— START OF Stored records —
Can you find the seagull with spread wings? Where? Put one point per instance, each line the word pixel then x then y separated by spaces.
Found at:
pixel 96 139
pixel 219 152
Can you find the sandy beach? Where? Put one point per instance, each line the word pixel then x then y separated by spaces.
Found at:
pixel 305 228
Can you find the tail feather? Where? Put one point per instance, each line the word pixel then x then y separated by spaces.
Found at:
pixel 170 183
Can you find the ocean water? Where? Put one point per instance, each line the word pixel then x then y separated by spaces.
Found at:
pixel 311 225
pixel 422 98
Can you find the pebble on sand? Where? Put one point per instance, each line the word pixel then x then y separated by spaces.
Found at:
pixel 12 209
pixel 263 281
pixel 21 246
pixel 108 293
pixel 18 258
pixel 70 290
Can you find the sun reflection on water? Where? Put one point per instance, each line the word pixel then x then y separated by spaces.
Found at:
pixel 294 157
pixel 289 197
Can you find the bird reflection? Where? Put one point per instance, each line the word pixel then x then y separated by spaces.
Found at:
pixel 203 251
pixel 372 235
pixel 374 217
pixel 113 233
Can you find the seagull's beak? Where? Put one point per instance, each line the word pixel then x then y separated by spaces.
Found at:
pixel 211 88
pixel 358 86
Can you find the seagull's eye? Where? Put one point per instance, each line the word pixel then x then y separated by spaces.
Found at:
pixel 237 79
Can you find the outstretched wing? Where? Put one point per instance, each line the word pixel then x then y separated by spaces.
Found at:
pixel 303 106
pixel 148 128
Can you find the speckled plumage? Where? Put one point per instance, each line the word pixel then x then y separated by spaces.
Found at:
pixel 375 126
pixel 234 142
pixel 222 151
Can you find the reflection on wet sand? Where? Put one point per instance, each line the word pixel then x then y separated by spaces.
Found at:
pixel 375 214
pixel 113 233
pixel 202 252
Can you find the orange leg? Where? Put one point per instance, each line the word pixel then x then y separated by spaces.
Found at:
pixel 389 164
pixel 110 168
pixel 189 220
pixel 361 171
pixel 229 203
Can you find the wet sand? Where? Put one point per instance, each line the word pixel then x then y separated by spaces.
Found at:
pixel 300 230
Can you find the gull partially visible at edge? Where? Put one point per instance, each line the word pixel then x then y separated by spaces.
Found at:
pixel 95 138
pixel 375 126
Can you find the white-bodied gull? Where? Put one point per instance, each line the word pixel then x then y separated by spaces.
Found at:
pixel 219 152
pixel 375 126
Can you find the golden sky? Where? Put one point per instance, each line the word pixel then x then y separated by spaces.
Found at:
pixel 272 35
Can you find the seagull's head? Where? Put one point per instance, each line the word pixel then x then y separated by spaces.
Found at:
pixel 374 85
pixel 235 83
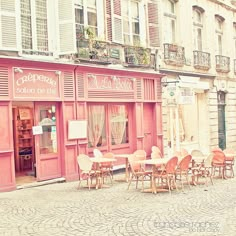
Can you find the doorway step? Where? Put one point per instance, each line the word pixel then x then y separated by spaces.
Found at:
pixel 41 183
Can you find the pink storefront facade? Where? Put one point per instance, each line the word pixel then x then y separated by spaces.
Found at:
pixel 39 101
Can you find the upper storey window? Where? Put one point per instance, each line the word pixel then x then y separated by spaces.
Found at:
pixel 86 17
pixel 131 25
pixel 34 27
pixel 197 28
pixel 219 25
pixel 170 21
pixel 234 38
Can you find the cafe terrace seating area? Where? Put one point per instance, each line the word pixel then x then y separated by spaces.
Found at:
pixel 160 174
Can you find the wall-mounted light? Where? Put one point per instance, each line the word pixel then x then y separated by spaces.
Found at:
pixel 18 70
pixel 58 72
pixel 165 82
pixel 114 78
pixel 90 76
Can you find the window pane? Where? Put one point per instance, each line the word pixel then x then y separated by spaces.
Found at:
pixel 135 11
pixel 48 140
pixel 41 25
pixel 91 3
pixel 96 126
pixel 79 15
pixel 26 27
pixel 119 124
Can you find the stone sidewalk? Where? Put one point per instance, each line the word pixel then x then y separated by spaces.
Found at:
pixel 63 210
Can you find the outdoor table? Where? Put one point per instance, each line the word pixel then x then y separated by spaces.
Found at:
pixel 126 156
pixel 99 160
pixel 154 163
pixel 200 160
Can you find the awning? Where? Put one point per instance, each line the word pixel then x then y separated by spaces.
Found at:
pixel 192 82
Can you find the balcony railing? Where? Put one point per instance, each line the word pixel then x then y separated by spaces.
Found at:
pixel 234 66
pixel 137 56
pixel 174 55
pixel 97 51
pixel 201 60
pixel 222 64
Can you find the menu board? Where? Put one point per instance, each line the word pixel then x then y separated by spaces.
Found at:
pixel 77 129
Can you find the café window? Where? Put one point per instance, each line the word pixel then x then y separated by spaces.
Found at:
pixel 34 26
pixel 131 22
pixel 107 121
pixel 86 18
pixel 187 115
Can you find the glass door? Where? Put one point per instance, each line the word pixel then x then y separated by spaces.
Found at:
pixel 48 163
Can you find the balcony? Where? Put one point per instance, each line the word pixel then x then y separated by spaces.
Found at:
pixel 94 52
pixel 222 64
pixel 174 55
pixel 137 56
pixel 202 60
pixel 235 66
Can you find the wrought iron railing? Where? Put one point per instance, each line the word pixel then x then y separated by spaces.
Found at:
pixel 222 64
pixel 174 54
pixel 201 60
pixel 137 56
pixel 234 66
pixel 96 51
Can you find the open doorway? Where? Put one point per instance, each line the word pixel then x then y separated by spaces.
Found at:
pixel 24 151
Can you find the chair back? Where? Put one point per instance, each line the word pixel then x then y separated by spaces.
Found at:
pixel 218 157
pixel 184 163
pixel 134 166
pixel 171 165
pixel 156 155
pixel 97 153
pixel 208 161
pixel 197 152
pixel 229 151
pixel 216 149
pixel 107 164
pixel 141 154
pixel 84 162
pixel 184 152
pixel 156 151
pixel 178 154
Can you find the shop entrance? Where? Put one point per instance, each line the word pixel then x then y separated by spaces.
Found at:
pixel 36 154
pixel 148 127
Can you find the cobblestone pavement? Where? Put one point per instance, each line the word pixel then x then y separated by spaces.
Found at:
pixel 62 209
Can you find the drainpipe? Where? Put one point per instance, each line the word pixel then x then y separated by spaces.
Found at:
pixel 177 135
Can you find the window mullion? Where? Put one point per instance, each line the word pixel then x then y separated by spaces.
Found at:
pixel 33 25
pixel 130 24
pixel 85 13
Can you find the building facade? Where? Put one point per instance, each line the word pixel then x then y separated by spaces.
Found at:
pixel 197 54
pixel 74 76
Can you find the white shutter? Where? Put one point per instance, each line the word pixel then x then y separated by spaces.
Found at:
pixel 142 25
pixel 66 15
pixel 100 19
pixel 117 26
pixel 8 25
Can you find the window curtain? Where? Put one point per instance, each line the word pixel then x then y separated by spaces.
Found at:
pixel 118 123
pixel 96 120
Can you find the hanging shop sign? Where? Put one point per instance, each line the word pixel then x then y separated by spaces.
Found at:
pixel 186 96
pixel 104 82
pixel 30 83
pixel 171 94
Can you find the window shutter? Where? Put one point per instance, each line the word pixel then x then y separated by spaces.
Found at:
pixel 8 25
pixel 100 19
pixel 117 28
pixel 66 15
pixel 153 24
pixel 108 17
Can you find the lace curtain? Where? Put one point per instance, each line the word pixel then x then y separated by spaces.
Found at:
pixel 118 123
pixel 96 120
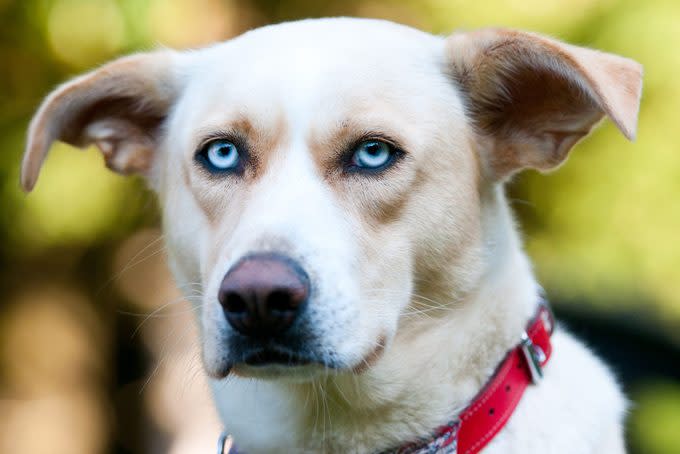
— END OF Stored records —
# [Aim]
Write out all of the data above again, substituting "Located at" for every "Found at" and keeping everything else unchanged. Leave the pictures out of your answer.

# [Task solution]
Can you find the seagull with spread wings? Where? Put one point per instance, each line the word pixel then x then y separated by spaces.
Located at:
pixel 96 139
pixel 219 152
Can you find the sandy beach? Where? Put one point per instance, each line the word pixel then x then y separated by spaces.
Located at:
pixel 305 228
Can you find the tail feather? Where? Put one point per instance, each line the word pixel then x then y separated by spaces.
Located at:
pixel 170 183
Can you find the ocean water? Where? Put one point per instance, each line the word pixel then x then y separated by spaces.
Located at:
pixel 311 225
pixel 422 98
Can you find the pebble on sand? Where? Put one point per instance, each line the word pixel then x then y separated by spaces.
Located at:
pixel 12 209
pixel 263 281
pixel 21 246
pixel 108 293
pixel 18 258
pixel 70 290
Can you find the sun reflection on water? Where? Put one point per instance, each line the word pixel then x then y separated by spaces.
Located at:
pixel 294 157
pixel 289 197
Can you find the bird reflection? Where? Put one point per instance, each line the word pixel then x then y separated by spaces.
Located at:
pixel 203 251
pixel 372 235
pixel 374 217
pixel 113 233
Can you find the seagull's beak? Where? Put one point per instance, each line the word pixel then x then y separated by spaces.
Located at:
pixel 211 88
pixel 358 86
Can you find the seagull's eye? Where? Put one point per instance, each line the word pixel then x then y separated by spaces.
Located at:
pixel 237 79
Can you find the outstretched wing? Where? Put one point per instance, each line the word pixel then x then y separated by spaces.
Located at:
pixel 303 106
pixel 148 128
Can you find the speckled plumage? Where? Put one point per instance, each line the word pixel then x then y separated by spaces.
Located at:
pixel 375 126
pixel 234 142
pixel 222 151
Can you find the reflection on wet sand? Where? Put one point per instance, each line the word pixel then x then y separated by spaces.
Located at:
pixel 375 214
pixel 113 233
pixel 202 252
Can you find the orange leg? Where? Put one point per instance, each line the word pixel then x then y separated by spaces.
Located at:
pixel 389 164
pixel 110 168
pixel 189 220
pixel 361 171
pixel 229 203
Can you find the wet sand? Where? Put one point per instance, each line the word pixel then x then y separated by spaces.
Located at:
pixel 300 230
Can you find the gull partially visible at edge? Where? Put one point per instance, each line the word pixel then x then y separated by spaces.
Located at:
pixel 95 138
pixel 375 126
Can you find the white-bodied gull? Where? Put one point per instance, each line the word pixel then x then y separated by spaces.
Located at:
pixel 219 152
pixel 375 126
Can you find the golden sky? Where? Put one point per instance, each line the word pixel then x then y separated by spaces.
Located at:
pixel 272 35
Can you find the seagull's head? Where? Put one point per instance, each line the word pixel then x then y separated by spaces.
Located at:
pixel 374 85
pixel 235 83
Can you find the doorway step? Where? Put one point per instance, each line the word pixel then x then y separated by spaces.
Located at:
pixel 41 183
Can you find the pink storefront facade? Where? Put one point per instance, each line the word pixel then x then y separated by spaces.
Located at:
pixel 39 101
Can you find the upper storey window? Where? Put one point per instance, each line the word pixel then x then y separated by spaces.
Located at:
pixel 86 17
pixel 131 25
pixel 34 27
pixel 197 28
pixel 219 25
pixel 170 21
pixel 234 38
Can you find the cafe terrace seating area? Where? Put one point per instance, each line the word pixel then x then y separated by spaces.
Located at:
pixel 160 174
Can you find the wall-mounted light? Where? Put one point per instance, each line the word pixel then x then y separated by spaces.
Located at:
pixel 18 70
pixel 58 72
pixel 165 82
pixel 114 78
pixel 90 76
Can you find the window pane? Where? Put one point per instance, each line the word pixel then x then y separated by spaces.
Located at:
pixel 135 11
pixel 48 140
pixel 41 25
pixel 91 3
pixel 96 126
pixel 79 15
pixel 26 27
pixel 119 124
Can you find the stone sidewalk? Where? Put one point per instance, each line the word pixel then x then y separated by spaces.
Located at:
pixel 63 210
Can you find the outdoor table? Where? Put one point per instance, each line the word pixel then x then y separated by spaces.
Located at:
pixel 126 156
pixel 99 160
pixel 154 163
pixel 200 160
Can you find the awning? Where? Put one point per instance, each line the word pixel then x then y separated by spaces.
Located at:
pixel 192 82
Can you find the balcony railing? Where? Put one point per instance, each line the word pixel then x then y separated by spaces.
Located at:
pixel 234 66
pixel 137 56
pixel 174 55
pixel 97 51
pixel 201 60
pixel 222 64
Can you find the menu board? Where? Put one point per instance, each line the word pixel then x then y separated by spaces.
Located at:
pixel 77 129
Can you find the café window? Where? Put one point per instance, each line the word pixel then x then y separated by spaces.
Located at:
pixel 34 26
pixel 131 22
pixel 107 121
pixel 86 18
pixel 187 115
Can you find the glass door? Where? Put one point per instance, each line the word pixel then x then y separated by spaces.
Located at:
pixel 48 163
Can you find the balcony? Where? Put one point per instance, each line the word pixel then x then y separated by spaces.
Located at:
pixel 94 52
pixel 222 64
pixel 174 55
pixel 137 56
pixel 202 60
pixel 235 66
Can you find the wrought iron railing? Where? Put one point per instance, each line the word pixel then x then y separated by spaces.
Located at:
pixel 222 64
pixel 174 54
pixel 201 60
pixel 137 56
pixel 234 66
pixel 96 51
Can you find the open doorway? Where? Put one point per instance, each line the word pixel then x then y separated by spaces.
Located at:
pixel 24 151
Can you find the chair back? Where? Put one point per instance, each line the word pixel then x then y separated by spaces.
Located at:
pixel 218 157
pixel 184 163
pixel 134 166
pixel 171 165
pixel 156 155
pixel 97 153
pixel 208 161
pixel 197 152
pixel 229 151
pixel 216 149
pixel 107 164
pixel 141 154
pixel 84 162
pixel 184 152
pixel 156 151
pixel 178 154
Can you find the shop entrance? Where? Put one point per instance, each line the word pixel then x then y separated by spaces.
Located at:
pixel 36 154
pixel 148 127
Can you find the cobblestone pavement? Where? Put one point per instance, each line the word pixel then x then y separated by spaces.
Located at:
pixel 62 209
Can you find the drainpipe? Where? Put one point per instance, each line the word pixel then x then y separated by spaces.
Located at:
pixel 177 135
Can you find the window mullion? Where? Put one point per instance, each line the word pixel then x then y separated by spaces.
Located at:
pixel 33 25
pixel 130 24
pixel 85 13
Can you find the building facade? Where? Put one point per instance, each line the word pixel then x then y separated by spaces.
Located at:
pixel 197 54
pixel 74 76
Can you find the white shutter? Where? Put one point per instance, each line the word pixel then x then y separated by spaces.
Located at:
pixel 142 25
pixel 66 15
pixel 100 19
pixel 117 26
pixel 8 25
Can you find the window curtain? Where? Put one point per instance, each line the word pixel then x then y separated by spaces.
Located at:
pixel 118 123
pixel 96 120
Can you find the hanging shop sign? Where? Put one point per instance, each line the word pixel then x then y separated by spaces.
Located at:
pixel 186 96
pixel 104 82
pixel 30 83
pixel 171 94
Can you find the window shutter? Where? Put one point per instance, each line the word pixel then x then y separated by spaces.
Located at:
pixel 8 25
pixel 100 19
pixel 117 28
pixel 66 15
pixel 153 24
pixel 108 17
Can you find the lace curtain? Where? Put one point per instance, each line the word pixel then x then y separated by spaces.
Located at:
pixel 118 123
pixel 96 120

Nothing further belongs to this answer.